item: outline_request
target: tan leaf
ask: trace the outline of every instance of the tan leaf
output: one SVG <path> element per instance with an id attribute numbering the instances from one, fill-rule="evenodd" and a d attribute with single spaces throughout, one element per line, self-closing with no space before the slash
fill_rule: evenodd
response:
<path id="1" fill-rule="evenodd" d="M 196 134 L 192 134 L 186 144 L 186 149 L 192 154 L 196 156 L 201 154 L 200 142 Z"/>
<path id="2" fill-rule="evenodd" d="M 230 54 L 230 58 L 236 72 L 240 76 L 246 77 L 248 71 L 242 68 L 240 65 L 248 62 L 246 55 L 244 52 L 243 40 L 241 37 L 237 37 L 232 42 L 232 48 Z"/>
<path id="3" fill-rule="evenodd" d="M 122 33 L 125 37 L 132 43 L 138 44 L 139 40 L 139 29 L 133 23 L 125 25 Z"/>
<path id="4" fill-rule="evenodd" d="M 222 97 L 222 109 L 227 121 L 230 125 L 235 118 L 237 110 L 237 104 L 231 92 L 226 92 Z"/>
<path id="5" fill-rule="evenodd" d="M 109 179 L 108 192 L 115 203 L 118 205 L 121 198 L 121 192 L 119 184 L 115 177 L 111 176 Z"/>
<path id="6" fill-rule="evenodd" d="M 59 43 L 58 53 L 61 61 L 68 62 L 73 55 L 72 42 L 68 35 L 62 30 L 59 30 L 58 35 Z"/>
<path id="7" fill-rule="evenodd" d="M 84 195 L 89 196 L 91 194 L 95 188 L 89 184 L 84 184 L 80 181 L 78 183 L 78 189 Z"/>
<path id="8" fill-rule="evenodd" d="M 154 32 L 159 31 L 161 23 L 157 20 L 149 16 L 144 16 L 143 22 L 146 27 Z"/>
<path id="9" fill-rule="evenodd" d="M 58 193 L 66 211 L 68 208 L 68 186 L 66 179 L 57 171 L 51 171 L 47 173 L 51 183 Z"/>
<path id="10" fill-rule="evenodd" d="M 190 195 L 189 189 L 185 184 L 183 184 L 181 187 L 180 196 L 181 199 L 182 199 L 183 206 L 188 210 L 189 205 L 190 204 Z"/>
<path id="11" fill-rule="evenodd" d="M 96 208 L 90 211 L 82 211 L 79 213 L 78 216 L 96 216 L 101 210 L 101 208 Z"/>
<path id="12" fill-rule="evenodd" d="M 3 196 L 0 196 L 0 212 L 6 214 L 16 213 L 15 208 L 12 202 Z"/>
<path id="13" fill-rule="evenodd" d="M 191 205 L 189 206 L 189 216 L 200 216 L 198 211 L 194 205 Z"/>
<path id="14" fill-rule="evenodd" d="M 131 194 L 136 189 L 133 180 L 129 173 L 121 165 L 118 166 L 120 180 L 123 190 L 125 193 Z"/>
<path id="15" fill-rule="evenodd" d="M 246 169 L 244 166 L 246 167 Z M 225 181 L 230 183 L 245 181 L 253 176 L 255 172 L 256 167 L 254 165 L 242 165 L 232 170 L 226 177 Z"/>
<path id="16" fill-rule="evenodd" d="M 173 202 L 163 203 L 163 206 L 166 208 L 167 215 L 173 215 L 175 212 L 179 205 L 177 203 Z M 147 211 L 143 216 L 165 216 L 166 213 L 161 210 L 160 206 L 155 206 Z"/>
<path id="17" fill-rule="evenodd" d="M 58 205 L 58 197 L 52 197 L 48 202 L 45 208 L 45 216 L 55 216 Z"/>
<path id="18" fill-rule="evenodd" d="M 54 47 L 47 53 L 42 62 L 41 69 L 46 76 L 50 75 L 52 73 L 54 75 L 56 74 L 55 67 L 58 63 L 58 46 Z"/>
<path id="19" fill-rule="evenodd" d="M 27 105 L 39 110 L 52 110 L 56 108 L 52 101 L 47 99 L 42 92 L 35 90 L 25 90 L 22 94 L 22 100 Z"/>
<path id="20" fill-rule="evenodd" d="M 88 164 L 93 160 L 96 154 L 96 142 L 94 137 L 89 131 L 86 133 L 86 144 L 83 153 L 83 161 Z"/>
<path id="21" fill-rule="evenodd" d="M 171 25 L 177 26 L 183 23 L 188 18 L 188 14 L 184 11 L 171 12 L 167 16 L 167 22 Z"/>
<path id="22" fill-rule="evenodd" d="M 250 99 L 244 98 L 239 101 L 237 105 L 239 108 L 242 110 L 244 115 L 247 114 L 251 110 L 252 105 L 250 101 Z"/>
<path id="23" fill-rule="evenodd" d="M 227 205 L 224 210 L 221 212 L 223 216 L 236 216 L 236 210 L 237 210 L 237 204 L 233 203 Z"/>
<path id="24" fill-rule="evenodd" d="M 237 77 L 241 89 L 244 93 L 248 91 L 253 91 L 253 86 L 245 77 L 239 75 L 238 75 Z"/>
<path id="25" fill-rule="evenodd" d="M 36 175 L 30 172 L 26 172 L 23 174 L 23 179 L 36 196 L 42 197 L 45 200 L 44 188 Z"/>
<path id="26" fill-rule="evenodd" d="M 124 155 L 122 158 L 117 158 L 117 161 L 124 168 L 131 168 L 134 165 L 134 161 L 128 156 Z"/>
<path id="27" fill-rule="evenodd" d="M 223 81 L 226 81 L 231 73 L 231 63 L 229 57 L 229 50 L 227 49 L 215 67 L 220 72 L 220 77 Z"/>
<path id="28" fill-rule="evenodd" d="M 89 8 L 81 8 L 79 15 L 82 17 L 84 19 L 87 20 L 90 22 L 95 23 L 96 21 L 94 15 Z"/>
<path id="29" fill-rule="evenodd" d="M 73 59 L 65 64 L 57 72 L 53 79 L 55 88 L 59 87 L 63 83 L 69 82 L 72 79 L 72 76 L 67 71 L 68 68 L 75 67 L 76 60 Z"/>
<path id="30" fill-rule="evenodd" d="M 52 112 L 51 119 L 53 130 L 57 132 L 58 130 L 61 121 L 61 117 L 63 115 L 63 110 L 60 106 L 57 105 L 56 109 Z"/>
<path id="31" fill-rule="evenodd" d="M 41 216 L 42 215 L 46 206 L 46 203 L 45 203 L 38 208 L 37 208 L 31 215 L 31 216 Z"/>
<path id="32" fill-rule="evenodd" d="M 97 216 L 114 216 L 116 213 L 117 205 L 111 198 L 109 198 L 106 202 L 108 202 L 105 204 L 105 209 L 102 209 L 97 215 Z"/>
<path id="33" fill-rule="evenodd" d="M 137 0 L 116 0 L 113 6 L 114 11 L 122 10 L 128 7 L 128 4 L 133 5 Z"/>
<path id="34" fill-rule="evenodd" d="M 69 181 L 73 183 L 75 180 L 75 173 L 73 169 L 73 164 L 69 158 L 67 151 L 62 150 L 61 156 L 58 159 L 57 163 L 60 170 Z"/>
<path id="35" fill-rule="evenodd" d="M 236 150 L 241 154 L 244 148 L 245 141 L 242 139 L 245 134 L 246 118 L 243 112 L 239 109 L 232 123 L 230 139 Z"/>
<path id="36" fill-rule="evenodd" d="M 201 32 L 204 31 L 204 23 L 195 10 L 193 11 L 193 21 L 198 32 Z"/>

═══

Rewrite the data above, changing every "tan leaf" to "brown leaf" and leaving everything else as it is.

item: outline_request
target: brown leaf
ask: trace the outline of every instance of the brown leaf
output: one SVG <path> element per instance with an id attribute numbering the instances from one, fill-rule="evenodd" and a d attribute with single spaces throughout, one element per line, self-closing with no space before the slash
fill_rule: evenodd
response:
<path id="1" fill-rule="evenodd" d="M 196 134 L 192 134 L 186 144 L 186 149 L 192 154 L 196 156 L 201 154 L 200 142 Z"/>
<path id="2" fill-rule="evenodd" d="M 230 54 L 230 58 L 236 72 L 240 76 L 246 77 L 248 71 L 242 68 L 240 65 L 248 62 L 246 55 L 244 52 L 243 40 L 241 37 L 237 37 L 232 42 L 232 48 Z"/>
<path id="3" fill-rule="evenodd" d="M 122 33 L 125 37 L 132 43 L 138 44 L 139 40 L 139 29 L 133 23 L 125 25 Z"/>
<path id="4" fill-rule="evenodd" d="M 222 97 L 222 109 L 227 121 L 230 125 L 235 118 L 237 110 L 237 104 L 231 92 L 226 92 Z"/>
<path id="5" fill-rule="evenodd" d="M 109 179 L 108 192 L 115 203 L 118 205 L 121 198 L 121 192 L 119 184 L 115 177 L 111 176 Z"/>
<path id="6" fill-rule="evenodd" d="M 59 43 L 58 53 L 61 61 L 68 62 L 73 55 L 72 42 L 68 35 L 62 30 L 59 30 L 58 35 Z"/>
<path id="7" fill-rule="evenodd" d="M 84 195 L 89 196 L 91 194 L 95 188 L 89 184 L 84 184 L 80 181 L 78 183 L 78 189 Z"/>
<path id="8" fill-rule="evenodd" d="M 154 32 L 159 31 L 161 23 L 157 20 L 149 16 L 144 16 L 143 22 L 146 27 Z"/>
<path id="9" fill-rule="evenodd" d="M 58 193 L 66 211 L 68 208 L 68 186 L 66 179 L 57 171 L 51 171 L 47 173 L 51 183 Z"/>
<path id="10" fill-rule="evenodd" d="M 190 195 L 189 189 L 185 184 L 183 184 L 181 187 L 180 196 L 181 199 L 182 199 L 183 206 L 188 210 L 189 205 L 190 204 Z"/>
<path id="11" fill-rule="evenodd" d="M 96 208 L 90 211 L 82 211 L 79 213 L 78 216 L 96 216 L 101 210 L 101 208 Z"/>
<path id="12" fill-rule="evenodd" d="M 3 196 L 0 196 L 0 212 L 6 214 L 16 213 L 15 208 L 12 202 Z"/>
<path id="13" fill-rule="evenodd" d="M 191 205 L 189 206 L 189 216 L 200 216 L 198 211 L 194 205 Z"/>
<path id="14" fill-rule="evenodd" d="M 131 194 L 136 189 L 133 180 L 129 173 L 121 165 L 118 166 L 120 180 L 123 190 L 125 193 Z"/>
<path id="15" fill-rule="evenodd" d="M 246 169 L 244 166 L 246 167 Z M 225 181 L 230 183 L 245 181 L 253 176 L 255 172 L 256 167 L 254 165 L 242 165 L 232 170 L 226 177 Z"/>
<path id="16" fill-rule="evenodd" d="M 173 202 L 163 203 L 163 206 L 166 208 L 167 215 L 173 215 L 175 212 L 179 205 L 177 203 Z M 147 211 L 143 216 L 165 216 L 166 213 L 161 210 L 160 206 L 155 206 Z"/>
<path id="17" fill-rule="evenodd" d="M 58 205 L 58 197 L 52 197 L 48 202 L 45 208 L 45 216 L 55 216 Z"/>
<path id="18" fill-rule="evenodd" d="M 54 47 L 47 53 L 42 62 L 41 69 L 46 76 L 50 75 L 52 73 L 54 75 L 56 74 L 55 67 L 58 63 L 58 46 Z"/>
<path id="19" fill-rule="evenodd" d="M 27 105 L 39 110 L 52 110 L 56 108 L 52 101 L 47 99 L 42 92 L 35 90 L 25 90 L 22 94 L 22 100 Z"/>
<path id="20" fill-rule="evenodd" d="M 88 164 L 93 160 L 96 154 L 96 142 L 94 137 L 89 131 L 86 133 L 86 144 L 83 153 L 83 161 Z"/>
<path id="21" fill-rule="evenodd" d="M 171 25 L 177 26 L 183 23 L 188 18 L 188 14 L 184 11 L 171 12 L 167 16 L 167 22 Z"/>
<path id="22" fill-rule="evenodd" d="M 250 99 L 244 98 L 239 101 L 237 105 L 239 108 L 242 110 L 244 115 L 247 114 L 251 110 L 252 105 L 250 101 Z"/>
<path id="23" fill-rule="evenodd" d="M 227 205 L 224 210 L 221 212 L 223 216 L 236 216 L 236 210 L 237 210 L 237 204 L 233 203 Z"/>
<path id="24" fill-rule="evenodd" d="M 237 77 L 241 89 L 244 93 L 248 91 L 253 91 L 253 86 L 245 77 L 239 75 L 238 75 Z"/>
<path id="25" fill-rule="evenodd" d="M 36 175 L 30 172 L 26 172 L 23 174 L 23 179 L 36 196 L 42 197 L 45 200 L 44 188 Z"/>
<path id="26" fill-rule="evenodd" d="M 124 155 L 122 158 L 117 158 L 117 161 L 124 168 L 131 168 L 134 165 L 134 161 L 128 156 Z"/>
<path id="27" fill-rule="evenodd" d="M 223 81 L 226 81 L 231 73 L 231 63 L 229 57 L 229 50 L 227 49 L 215 67 L 220 72 L 220 77 Z"/>
<path id="28" fill-rule="evenodd" d="M 89 8 L 81 8 L 79 15 L 82 17 L 84 19 L 87 20 L 90 22 L 95 23 L 96 21 L 94 15 Z"/>
<path id="29" fill-rule="evenodd" d="M 73 59 L 65 64 L 57 72 L 53 79 L 55 88 L 59 87 L 63 83 L 69 82 L 72 79 L 72 76 L 67 71 L 68 68 L 75 67 L 76 60 Z"/>
<path id="30" fill-rule="evenodd" d="M 52 112 L 51 119 L 53 130 L 57 132 L 58 130 L 61 121 L 61 117 L 63 115 L 63 110 L 60 106 L 57 105 L 56 109 Z"/>
<path id="31" fill-rule="evenodd" d="M 41 216 L 42 215 L 46 206 L 46 203 L 45 203 L 38 208 L 37 208 L 31 215 L 31 216 Z"/>
<path id="32" fill-rule="evenodd" d="M 97 216 L 114 216 L 116 213 L 117 205 L 111 198 L 109 198 L 106 202 L 108 202 L 105 204 L 105 209 L 102 209 L 97 215 Z"/>
<path id="33" fill-rule="evenodd" d="M 137 0 L 116 0 L 113 6 L 114 11 L 122 10 L 128 7 L 128 4 L 133 5 Z"/>
<path id="34" fill-rule="evenodd" d="M 69 181 L 73 183 L 75 180 L 75 173 L 73 169 L 73 164 L 69 158 L 67 151 L 62 150 L 61 156 L 58 159 L 57 163 L 60 170 Z"/>
<path id="35" fill-rule="evenodd" d="M 236 150 L 241 154 L 244 148 L 245 141 L 242 139 L 245 134 L 246 118 L 243 112 L 239 109 L 232 123 L 230 139 Z"/>
<path id="36" fill-rule="evenodd" d="M 201 32 L 204 31 L 204 23 L 195 10 L 193 11 L 193 21 L 198 32 Z"/>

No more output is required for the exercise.